**Provided records**
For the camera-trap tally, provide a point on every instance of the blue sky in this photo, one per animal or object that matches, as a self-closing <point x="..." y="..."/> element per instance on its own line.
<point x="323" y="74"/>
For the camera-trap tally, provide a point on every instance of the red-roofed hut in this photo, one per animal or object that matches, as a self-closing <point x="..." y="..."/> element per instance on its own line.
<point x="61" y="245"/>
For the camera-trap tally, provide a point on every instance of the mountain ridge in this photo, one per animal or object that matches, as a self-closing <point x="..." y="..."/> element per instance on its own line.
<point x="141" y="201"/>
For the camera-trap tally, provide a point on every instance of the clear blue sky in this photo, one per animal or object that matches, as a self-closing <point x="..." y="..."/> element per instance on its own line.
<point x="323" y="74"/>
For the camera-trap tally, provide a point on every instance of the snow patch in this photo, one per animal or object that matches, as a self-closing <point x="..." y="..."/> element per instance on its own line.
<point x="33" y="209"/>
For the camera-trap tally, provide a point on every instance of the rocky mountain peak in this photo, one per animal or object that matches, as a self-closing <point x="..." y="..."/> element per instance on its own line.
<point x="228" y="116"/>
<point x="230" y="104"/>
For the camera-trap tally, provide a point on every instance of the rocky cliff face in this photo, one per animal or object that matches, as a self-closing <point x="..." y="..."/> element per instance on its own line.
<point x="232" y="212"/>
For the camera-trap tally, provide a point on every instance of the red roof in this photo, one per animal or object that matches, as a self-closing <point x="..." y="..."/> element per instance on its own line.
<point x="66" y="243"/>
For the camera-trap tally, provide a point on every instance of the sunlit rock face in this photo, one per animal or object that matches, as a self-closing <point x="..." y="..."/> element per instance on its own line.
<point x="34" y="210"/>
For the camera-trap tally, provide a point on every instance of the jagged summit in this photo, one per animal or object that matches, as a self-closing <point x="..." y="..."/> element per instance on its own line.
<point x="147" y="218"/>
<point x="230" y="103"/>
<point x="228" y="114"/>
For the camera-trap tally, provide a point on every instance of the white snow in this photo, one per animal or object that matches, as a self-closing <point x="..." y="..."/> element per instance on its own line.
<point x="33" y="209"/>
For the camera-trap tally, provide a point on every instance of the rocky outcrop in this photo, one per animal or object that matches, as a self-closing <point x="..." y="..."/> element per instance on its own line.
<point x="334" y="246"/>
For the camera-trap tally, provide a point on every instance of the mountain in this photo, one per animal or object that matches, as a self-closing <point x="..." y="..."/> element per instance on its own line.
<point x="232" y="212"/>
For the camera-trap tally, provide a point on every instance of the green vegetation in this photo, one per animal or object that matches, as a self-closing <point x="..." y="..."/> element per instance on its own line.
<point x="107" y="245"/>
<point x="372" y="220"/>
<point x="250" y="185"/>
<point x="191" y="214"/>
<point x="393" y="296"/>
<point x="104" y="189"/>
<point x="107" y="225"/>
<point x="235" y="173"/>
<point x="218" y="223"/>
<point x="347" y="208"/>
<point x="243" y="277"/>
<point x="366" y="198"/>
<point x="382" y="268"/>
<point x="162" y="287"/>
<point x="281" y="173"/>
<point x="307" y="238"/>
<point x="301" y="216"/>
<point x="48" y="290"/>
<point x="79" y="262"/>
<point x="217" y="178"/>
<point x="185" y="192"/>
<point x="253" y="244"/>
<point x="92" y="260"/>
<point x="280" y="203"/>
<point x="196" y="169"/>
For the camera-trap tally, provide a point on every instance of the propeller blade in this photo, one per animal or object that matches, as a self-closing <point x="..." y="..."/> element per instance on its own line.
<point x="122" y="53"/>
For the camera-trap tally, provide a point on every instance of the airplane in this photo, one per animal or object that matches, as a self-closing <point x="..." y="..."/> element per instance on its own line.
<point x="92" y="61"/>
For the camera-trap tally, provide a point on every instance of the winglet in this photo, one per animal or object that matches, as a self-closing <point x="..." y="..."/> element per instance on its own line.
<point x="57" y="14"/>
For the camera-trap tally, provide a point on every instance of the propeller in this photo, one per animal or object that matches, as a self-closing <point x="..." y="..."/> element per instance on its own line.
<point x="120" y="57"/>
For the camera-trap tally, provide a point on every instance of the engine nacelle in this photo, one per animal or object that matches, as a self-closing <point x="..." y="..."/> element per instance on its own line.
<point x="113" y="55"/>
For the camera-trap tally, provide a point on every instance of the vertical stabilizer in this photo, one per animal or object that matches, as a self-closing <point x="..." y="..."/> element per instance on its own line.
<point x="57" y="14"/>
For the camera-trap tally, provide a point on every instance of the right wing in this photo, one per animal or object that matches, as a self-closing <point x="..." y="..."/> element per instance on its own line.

**What to work on**
Please return the lines of the records verbatim, starting at the line that contains "of the engine" and ending at the final line of the records.

**Answer for this exercise**
For the camera-trap tally, provide a point on every instance of the engine nacelle in this photo, one per animal or object that matches, as a self-closing <point x="..." y="..."/> element per instance on its own line.
<point x="113" y="55"/>
For the camera-trap tally, provide a point on every instance of the vertical stabilizer in this photo, one per animal or object that matches, as a self-closing <point x="..." y="..."/> element per instance on its own line.
<point x="57" y="14"/>
For the camera-trap tally, provide a point on every instance of the right wing in this photo, one per animal or object that matches, as a self-closing <point x="..." y="..."/> element per instance on its own line.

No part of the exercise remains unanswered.